- Exercise brief: Each record that follows is to be duplicated exactly, though its pictures are not.

- Data listing:

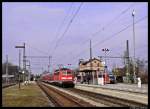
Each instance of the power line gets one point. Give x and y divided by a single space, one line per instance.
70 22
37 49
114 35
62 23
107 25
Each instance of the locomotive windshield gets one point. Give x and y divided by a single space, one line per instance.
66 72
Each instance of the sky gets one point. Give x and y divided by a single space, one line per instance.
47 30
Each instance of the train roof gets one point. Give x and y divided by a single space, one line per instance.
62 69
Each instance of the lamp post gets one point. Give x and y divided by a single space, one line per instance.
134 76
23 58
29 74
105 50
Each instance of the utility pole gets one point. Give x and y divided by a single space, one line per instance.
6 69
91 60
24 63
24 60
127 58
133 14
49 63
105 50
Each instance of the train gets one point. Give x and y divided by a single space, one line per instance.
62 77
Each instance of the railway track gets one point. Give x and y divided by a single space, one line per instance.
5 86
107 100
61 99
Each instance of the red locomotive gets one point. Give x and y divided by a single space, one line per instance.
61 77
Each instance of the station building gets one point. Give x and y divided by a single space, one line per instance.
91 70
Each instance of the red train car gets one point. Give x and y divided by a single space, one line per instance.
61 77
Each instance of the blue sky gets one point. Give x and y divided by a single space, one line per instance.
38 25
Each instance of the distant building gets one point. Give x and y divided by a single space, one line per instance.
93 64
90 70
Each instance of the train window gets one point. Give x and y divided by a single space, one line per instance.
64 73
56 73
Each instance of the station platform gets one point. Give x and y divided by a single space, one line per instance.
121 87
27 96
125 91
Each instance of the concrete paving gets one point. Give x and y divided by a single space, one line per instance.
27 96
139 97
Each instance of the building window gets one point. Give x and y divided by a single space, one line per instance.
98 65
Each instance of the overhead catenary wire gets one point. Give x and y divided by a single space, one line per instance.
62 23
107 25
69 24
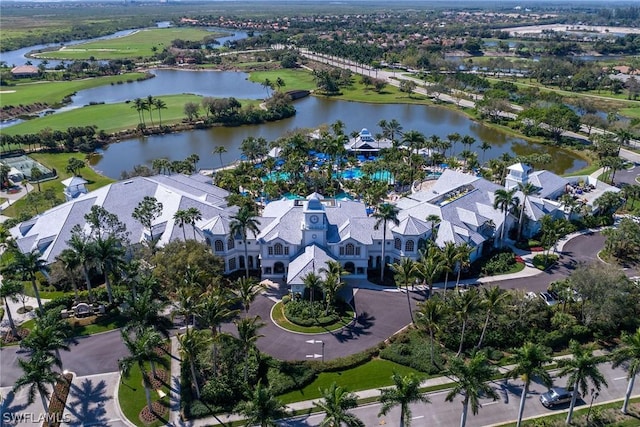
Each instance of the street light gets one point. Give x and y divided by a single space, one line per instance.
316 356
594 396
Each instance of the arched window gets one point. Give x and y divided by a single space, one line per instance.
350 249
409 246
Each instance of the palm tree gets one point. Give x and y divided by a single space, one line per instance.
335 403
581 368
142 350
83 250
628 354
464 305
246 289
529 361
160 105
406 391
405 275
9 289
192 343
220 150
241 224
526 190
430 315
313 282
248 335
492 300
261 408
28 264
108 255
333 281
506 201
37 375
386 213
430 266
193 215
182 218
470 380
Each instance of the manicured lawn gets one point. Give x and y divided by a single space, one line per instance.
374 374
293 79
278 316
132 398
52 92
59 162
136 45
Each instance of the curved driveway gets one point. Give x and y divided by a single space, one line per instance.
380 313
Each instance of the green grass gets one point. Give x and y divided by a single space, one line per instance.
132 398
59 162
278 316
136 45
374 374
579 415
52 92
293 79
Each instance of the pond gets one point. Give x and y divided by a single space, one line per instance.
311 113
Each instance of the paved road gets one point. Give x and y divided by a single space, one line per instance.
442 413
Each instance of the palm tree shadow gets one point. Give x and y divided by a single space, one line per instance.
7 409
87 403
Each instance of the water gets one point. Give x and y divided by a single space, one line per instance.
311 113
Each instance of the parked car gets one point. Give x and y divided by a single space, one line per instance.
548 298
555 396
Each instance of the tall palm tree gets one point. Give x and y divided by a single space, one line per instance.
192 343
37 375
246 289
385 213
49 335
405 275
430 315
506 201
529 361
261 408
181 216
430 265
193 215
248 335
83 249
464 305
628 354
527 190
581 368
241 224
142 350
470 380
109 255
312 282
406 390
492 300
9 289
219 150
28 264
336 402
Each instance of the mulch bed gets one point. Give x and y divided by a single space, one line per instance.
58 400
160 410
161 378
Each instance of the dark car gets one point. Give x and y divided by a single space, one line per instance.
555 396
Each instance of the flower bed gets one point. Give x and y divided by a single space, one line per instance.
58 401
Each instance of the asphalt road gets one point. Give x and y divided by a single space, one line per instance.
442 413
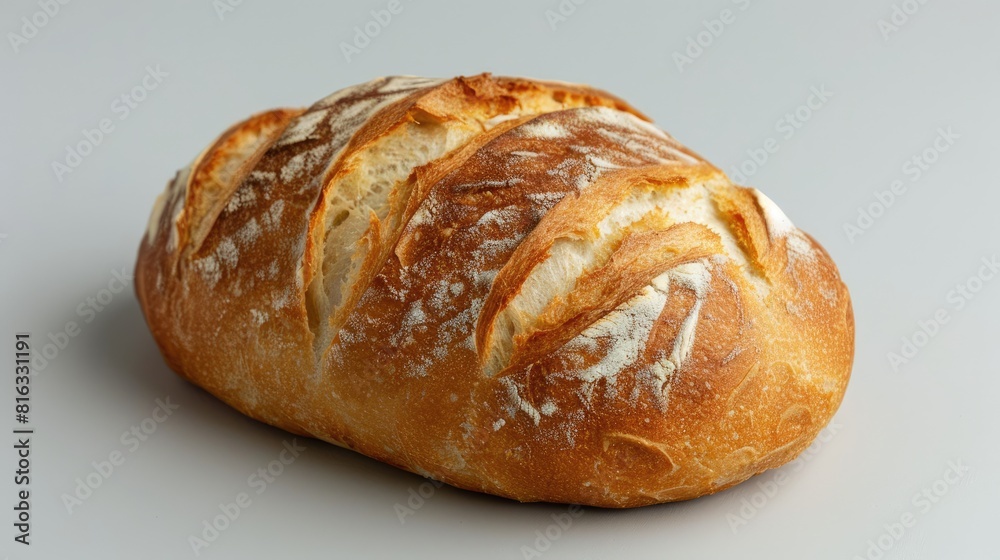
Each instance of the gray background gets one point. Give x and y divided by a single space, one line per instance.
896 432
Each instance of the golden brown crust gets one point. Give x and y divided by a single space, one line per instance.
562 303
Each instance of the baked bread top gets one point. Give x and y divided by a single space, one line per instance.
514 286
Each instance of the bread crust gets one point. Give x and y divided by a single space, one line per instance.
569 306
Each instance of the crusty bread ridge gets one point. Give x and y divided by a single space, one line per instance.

- The answer:
Each instance of the power line gets one point. Give x and y divided by a single space, one line per instance.
70 22
37 49
114 35
62 23
107 25
Each instance of the locomotive windshield gets one point. Give x and y divided by a single space, one line per instance.
66 72
Each instance of the sky gets one point. Give x and y divided by a single space, one line per instance.
47 30
Each instance of the train roof gets one point. Give x and y divided by a single space, one line per instance.
62 69
Each instance of the lamp post gets one point. Give x and y divided by a single space, one line per instance.
134 76
23 58
29 74
105 50
Each instance of the utility pole gets one point. Give x and y divided by a single space, one line per instance.
6 69
91 60
24 63
24 60
127 58
133 14
49 63
105 50
Each instance of the train gets one point. Give x and y divided by a single space, one line per instance.
62 77
Each instance of the railway track gets one point. Give x and y divided by a single space, one line per instance.
5 86
107 100
61 99
Each instance of the red locomotive gets one point. Give x and y divided by a single space, one line per instance.
61 77
Each instance of the station building gets one point. Give x and y divided by a single space, one line per instance.
91 70
Each instance of the red train car gets one point. Give x and y divided by a single space, one line per instance.
61 77
Each instance of the blue sky gets one point. Give x and y divided by a single space, one line per instance.
38 25
Each instance of the distant building gets one point. Give x and y divided by a single space, one line per instance.
93 64
90 70
Each instance of the train window gets one point. Give x and y divided by a single space, one line per instance.
64 73
56 73
Each instance of the station platform gets one point. Give x and y divided by a single space, one line per instance.
121 87
27 96
125 91
Each instance of the concrete paving gets one point. Give x and y divided by a single space, one line per instance.
27 96
139 97
Each instance of the building window gets one point. Give x and y divided by a single space, one line per instance.
98 65
Each instance of the overhead catenary wire gets one point. Give x and y divided by a single space, one line per instance.
62 23
107 25
69 24
Each instance of the street light gets one point. Give x and y divided by a single space, one line per instance.
316 356
594 396
Each instance of the arched window gets one point. Give x and y divided by a single space, one line per instance.
350 249
409 246
Each instance of the palm tree gets one point. Give x and y divided by a single space, one line per instance.
335 403
581 368
142 350
83 250
628 354
464 305
246 289
529 361
160 105
406 391
405 275
9 289
192 343
220 150
241 224
526 190
430 315
313 282
248 335
492 300
261 408
28 264
108 255
333 281
506 201
37 375
386 213
430 266
193 215
182 218
470 380
Each instance of the manicured lawn gets one point. Give x and y divided by a single space, one line per instance.
374 374
293 79
278 316
132 398
52 92
59 162
136 45
Each instance of the curved driveway gets one point. Give x and y divided by a single space, one line per instance.
380 313
Each instance of the green grass gets one point. Give x and y divided by a single space, one line per instance.
132 398
59 162
278 316
136 45
374 374
579 415
52 92
293 79
Each instance of the pond gets one point. Give x and y divided by a single space, one line per instance.
311 113
Each instance of the paved road gets one point. Give x and y divided by a single space, one line per instance.
442 413
Each instance of the palm tree shadow gets one point. Give x and y divided by a single space, one line per instance.
7 409
87 403
Each instance of the water gets one point. Give x and y divided by a single space, one line per instance.
311 113
Each instance of the parked car gets one point. Give x and y divided by a single space, one line per instance.
548 298
555 396
Each instance of the tall palm tree gets one point. Give x and y divided by a single space, one line per instance.
192 343
37 375
246 289
385 213
49 335
405 275
430 315
506 201
529 361
261 408
181 216
430 265
193 215
248 335
83 249
464 305
628 354
527 190
581 368
241 224
142 350
470 380
109 255
312 282
406 390
492 300
9 289
219 150
28 264
336 402
Each instance of the mulch bed gets one point. Give x and y divided by a single space, one line per instance.
58 400
160 410
161 378
Each instance of the dark car gets one point. Give x and y divided by a single space, one line per instance.
555 396
Each instance of the flower bed gets one point. Give x and y divided by a single space, one line per instance.
58 401
Each instance of the asphalt road gets one point. Give x and y divided by a single space, one line per instance.
442 413
Each instance of the gray background gets one point. Give x and y divided by a single space, one line per instance.
896 432
Each instance of the golden brown crust gets one point. Give x and y divided by a single space, one line per instance.
562 303
Each instance of the baked bread top gets one point. Give x and y divided by a single space, one line per instance.
514 286
Each instance of the bread crust gets one point. Give x and y divided by a single space, one line per instance.
569 306
Each instance of the crusty bread ridge gets one point. Give x and y divided by a single space, one line per instance.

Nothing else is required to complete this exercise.